◆ TASK REQUIREMENTS ◆
Repeat every entry in the listing below, exactly.

Some records
-- START --

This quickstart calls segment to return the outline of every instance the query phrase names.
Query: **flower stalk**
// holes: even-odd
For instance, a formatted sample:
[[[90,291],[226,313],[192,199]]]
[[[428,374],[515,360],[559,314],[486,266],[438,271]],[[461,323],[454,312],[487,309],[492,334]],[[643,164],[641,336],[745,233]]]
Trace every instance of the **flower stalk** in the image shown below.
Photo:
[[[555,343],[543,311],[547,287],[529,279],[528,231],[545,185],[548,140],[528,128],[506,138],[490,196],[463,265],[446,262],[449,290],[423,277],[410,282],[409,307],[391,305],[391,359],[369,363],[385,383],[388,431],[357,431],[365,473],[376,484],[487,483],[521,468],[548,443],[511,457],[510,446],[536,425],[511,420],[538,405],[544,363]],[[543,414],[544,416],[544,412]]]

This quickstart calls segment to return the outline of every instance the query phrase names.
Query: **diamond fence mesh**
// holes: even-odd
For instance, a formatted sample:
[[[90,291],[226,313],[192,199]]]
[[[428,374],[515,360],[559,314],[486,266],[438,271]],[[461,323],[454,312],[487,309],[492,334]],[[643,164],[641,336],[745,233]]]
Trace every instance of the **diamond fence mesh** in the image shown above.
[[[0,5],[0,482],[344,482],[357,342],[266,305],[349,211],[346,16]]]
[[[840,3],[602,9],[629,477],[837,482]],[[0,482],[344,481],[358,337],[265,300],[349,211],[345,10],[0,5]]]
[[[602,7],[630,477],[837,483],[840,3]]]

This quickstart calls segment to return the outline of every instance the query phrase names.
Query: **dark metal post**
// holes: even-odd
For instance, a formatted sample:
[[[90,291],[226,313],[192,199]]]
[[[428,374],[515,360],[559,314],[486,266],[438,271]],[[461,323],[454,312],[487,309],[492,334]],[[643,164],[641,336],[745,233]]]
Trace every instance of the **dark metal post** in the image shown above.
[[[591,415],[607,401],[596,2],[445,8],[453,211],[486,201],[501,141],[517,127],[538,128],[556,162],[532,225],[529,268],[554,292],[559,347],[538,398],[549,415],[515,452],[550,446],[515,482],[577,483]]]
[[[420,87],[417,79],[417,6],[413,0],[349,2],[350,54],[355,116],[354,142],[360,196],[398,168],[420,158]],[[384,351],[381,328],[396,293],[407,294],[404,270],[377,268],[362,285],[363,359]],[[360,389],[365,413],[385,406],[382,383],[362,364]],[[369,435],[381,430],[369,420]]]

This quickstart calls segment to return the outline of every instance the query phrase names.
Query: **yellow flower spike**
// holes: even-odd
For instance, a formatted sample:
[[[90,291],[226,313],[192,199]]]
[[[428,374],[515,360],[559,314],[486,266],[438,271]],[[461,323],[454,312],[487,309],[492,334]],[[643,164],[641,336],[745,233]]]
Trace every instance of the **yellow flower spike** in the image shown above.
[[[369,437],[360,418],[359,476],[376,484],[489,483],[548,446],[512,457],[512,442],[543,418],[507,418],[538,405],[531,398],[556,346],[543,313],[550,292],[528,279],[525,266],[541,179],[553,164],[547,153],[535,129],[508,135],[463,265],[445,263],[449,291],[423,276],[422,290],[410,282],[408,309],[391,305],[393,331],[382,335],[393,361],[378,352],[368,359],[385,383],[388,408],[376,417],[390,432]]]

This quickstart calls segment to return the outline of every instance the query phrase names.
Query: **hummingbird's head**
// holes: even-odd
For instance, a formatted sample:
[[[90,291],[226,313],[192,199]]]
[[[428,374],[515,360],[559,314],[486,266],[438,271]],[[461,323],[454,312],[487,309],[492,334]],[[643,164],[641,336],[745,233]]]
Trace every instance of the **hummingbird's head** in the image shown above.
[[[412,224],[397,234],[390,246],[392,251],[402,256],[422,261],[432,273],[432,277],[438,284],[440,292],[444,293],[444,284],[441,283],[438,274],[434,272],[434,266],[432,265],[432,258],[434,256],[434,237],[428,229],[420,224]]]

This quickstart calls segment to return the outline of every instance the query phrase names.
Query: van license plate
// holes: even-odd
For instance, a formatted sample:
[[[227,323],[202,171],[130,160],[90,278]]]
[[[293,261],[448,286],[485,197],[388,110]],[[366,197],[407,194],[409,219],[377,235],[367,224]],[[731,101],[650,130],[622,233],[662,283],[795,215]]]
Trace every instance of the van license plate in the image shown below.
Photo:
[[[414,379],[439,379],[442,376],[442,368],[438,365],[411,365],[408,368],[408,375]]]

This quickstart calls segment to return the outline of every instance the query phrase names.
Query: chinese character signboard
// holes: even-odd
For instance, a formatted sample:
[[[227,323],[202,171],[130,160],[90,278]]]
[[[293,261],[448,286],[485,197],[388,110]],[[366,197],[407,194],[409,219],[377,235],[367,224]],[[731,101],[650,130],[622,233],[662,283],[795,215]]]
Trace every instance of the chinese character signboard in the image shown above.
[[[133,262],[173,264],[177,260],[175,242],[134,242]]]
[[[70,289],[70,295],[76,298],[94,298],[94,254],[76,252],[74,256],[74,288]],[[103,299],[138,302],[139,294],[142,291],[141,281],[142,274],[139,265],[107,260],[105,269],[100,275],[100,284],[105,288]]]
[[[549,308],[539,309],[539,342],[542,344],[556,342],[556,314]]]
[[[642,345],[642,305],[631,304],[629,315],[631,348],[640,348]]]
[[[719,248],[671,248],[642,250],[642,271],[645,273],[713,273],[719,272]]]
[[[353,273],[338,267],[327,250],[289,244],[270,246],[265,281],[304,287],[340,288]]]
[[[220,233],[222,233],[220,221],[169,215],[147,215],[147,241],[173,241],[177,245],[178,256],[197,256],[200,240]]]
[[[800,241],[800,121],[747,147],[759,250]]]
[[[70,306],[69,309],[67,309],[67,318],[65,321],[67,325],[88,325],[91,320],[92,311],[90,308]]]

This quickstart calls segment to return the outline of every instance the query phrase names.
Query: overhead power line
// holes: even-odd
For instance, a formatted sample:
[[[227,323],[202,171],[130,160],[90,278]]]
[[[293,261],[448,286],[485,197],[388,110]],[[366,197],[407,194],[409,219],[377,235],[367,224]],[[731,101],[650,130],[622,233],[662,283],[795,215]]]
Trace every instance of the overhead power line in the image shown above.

-- END --

◆ RESULT OF THIS EXERCISE ◆
This quickstart calls segment to return the outline of every instance the query phrase names.
Query: **flower stalk**
// holes: even-odd
For instance, a formatted sample:
[[[90,291],[226,313],[192,199]]]
[[[428,374],[515,360],[559,314],[486,266],[438,271]],[[461,323],[454,312],[487,309],[492,334]],[[643,164],[641,336],[745,233]]]
Trace every instance of the **flower stalk** in the image shown below.
Photo:
[[[555,343],[543,311],[547,287],[529,279],[528,231],[545,185],[548,140],[528,128],[506,138],[490,196],[463,265],[446,262],[449,290],[423,277],[410,282],[409,307],[391,305],[391,359],[369,363],[385,383],[388,431],[357,431],[365,473],[376,484],[487,483],[521,468],[548,443],[511,457],[510,446],[536,425],[511,420],[538,405],[544,363]],[[543,414],[544,416],[544,412]]]

This quickstart calls segment to return the outline of every instance the query phrase names.
Query: **diamond fence mesh**
// holes: even-odd
For instance, a formatted sample:
[[[90,291],[226,313],[192,199]]]
[[[428,374],[515,360],[559,314],[486,266],[438,271]],[[461,323],[454,312],[487,309],[492,334]],[[643,164],[641,336],[745,233]]]
Trace every instance of the **diamond fence mesh** in the image shown above.
[[[0,5],[0,482],[344,482],[357,342],[266,305],[349,211],[346,16]]]
[[[840,3],[602,9],[629,477],[837,482]],[[0,482],[344,481],[358,337],[265,300],[349,211],[345,10],[0,5]]]
[[[602,7],[630,477],[837,483],[840,3]]]

This quickstart calls segment to return the outline of every instance the query phrase names.
Query: **dark metal post**
// holes: even-odd
For instance, a formatted sample:
[[[90,291],[226,313],[192,199]]]
[[[428,374],[515,360],[559,314],[486,266],[438,271]],[[461,323],[454,312],[487,309],[492,334]],[[643,164],[641,336],[745,233]]]
Trace every instance of the **dark metal post** in the image shown above.
[[[591,415],[607,401],[596,2],[445,8],[453,211],[486,201],[501,141],[517,127],[538,128],[556,162],[532,225],[529,268],[554,292],[559,347],[538,398],[549,415],[515,452],[550,446],[515,482],[577,483]]]
[[[420,87],[417,79],[417,6],[413,0],[349,2],[350,54],[355,116],[354,142],[360,196],[398,168],[420,158]],[[384,351],[381,328],[396,293],[407,294],[404,270],[377,268],[362,285],[363,359]],[[360,389],[365,413],[385,406],[382,383],[362,364]],[[369,435],[381,430],[369,420]]]

This quickstart calls segment to return the outline of every instance the query phrase names.
Query: **yellow flower spike**
// holes: even-odd
For instance, a formatted sample:
[[[90,291],[226,313],[192,199]]]
[[[428,374],[515,360],[559,314],[486,266],[438,271]],[[461,323],[454,312],[487,309],[492,334]],[[643,164],[641,336],[745,233]]]
Trace every instance of the **yellow flower spike** in the image shown above.
[[[369,437],[360,418],[359,476],[376,484],[489,483],[548,446],[512,457],[512,442],[543,418],[507,418],[538,405],[531,398],[556,346],[543,313],[550,292],[528,279],[525,266],[541,179],[553,164],[547,153],[535,129],[508,135],[463,265],[445,263],[449,291],[423,276],[422,290],[410,282],[408,309],[391,305],[393,331],[382,335],[393,361],[378,352],[368,359],[385,383],[388,408],[376,417],[390,432]]]

This quickstart calls segment to return the outline of every instance the query phrase names.
Query: **hummingbird's head**
// holes: even-odd
For instance, a formatted sample:
[[[90,291],[226,313],[192,199]]]
[[[428,374],[515,360],[559,314],[486,266],[438,271]],[[461,323],[454,312],[487,309],[492,334]],[[643,164],[641,336],[745,233]]]
Trace every instance of the **hummingbird's head** in the image shown above.
[[[412,224],[397,234],[390,246],[392,251],[402,256],[422,261],[432,273],[432,277],[438,284],[440,292],[444,293],[444,284],[441,283],[438,274],[434,272],[434,266],[432,265],[432,258],[434,256],[434,237],[428,229],[420,224]]]

This quickstart calls segment to return the outline of every instance the query phrase names.
Query: van license plate
// holes: even-odd
For instance, a formatted sample:
[[[227,323],[202,171],[130,160],[90,278]]]
[[[293,261],[448,286],[485,197],[388,110]],[[366,197],[407,194],[409,219],[377,235],[367,224]],[[731,101],[650,130],[622,233],[662,283],[795,215]]]
Trace every instance of the van license plate in the image shown below.
Photo:
[[[414,379],[439,379],[442,376],[442,368],[438,365],[411,365],[408,368],[408,375]]]

This quickstart calls segment to return the outline of every instance the query phrase names.
Query: chinese character signboard
// holes: even-odd
For instance, a formatted sample:
[[[227,323],[202,171],[130,160],[90,278]]]
[[[293,261],[448,286],[485,197],[388,110]],[[366,197],[407,194],[409,219],[377,235],[367,224]],[[731,101],[650,130],[622,233],[662,283],[795,215]]]
Trace every instance of the chinese character signboard in the image shown above.
[[[133,262],[173,264],[177,260],[175,242],[134,242]]]
[[[70,289],[70,295],[76,298],[94,298],[94,254],[76,252],[74,256],[74,288]],[[103,299],[138,302],[139,294],[142,291],[141,281],[142,274],[139,265],[107,260],[105,269],[100,275],[100,284],[105,288]]]
[[[549,308],[539,309],[539,342],[542,344],[556,342],[556,314]]]
[[[642,345],[642,305],[631,304],[629,315],[631,348],[640,348]]]
[[[719,248],[671,248],[642,250],[642,271],[645,273],[713,273],[719,272]]]
[[[353,273],[338,267],[327,250],[289,244],[270,246],[265,281],[304,287],[340,288]]]
[[[220,233],[222,233],[220,221],[169,215],[147,215],[147,241],[173,241],[177,245],[178,256],[197,256],[200,240]]]
[[[800,241],[800,121],[747,147],[759,250]]]
[[[70,306],[69,309],[67,309],[67,318],[65,321],[67,325],[88,325],[91,320],[92,311],[90,308]]]

This quickstart calls segment to return the outline of every instance the query phrase names.
Query: overhead power line
// holes: even-odd
For instance, a formatted sample:
[[[227,323],[202,171],[130,160],[90,278]]]
[[[293,261],[448,286],[485,197],[388,110]],[[366,197],[407,194],[409,219],[377,235],[367,224]],[[731,101],[650,130],[622,233],[662,283],[795,215]]]
Trace every instance of the overhead power line in the image shown above.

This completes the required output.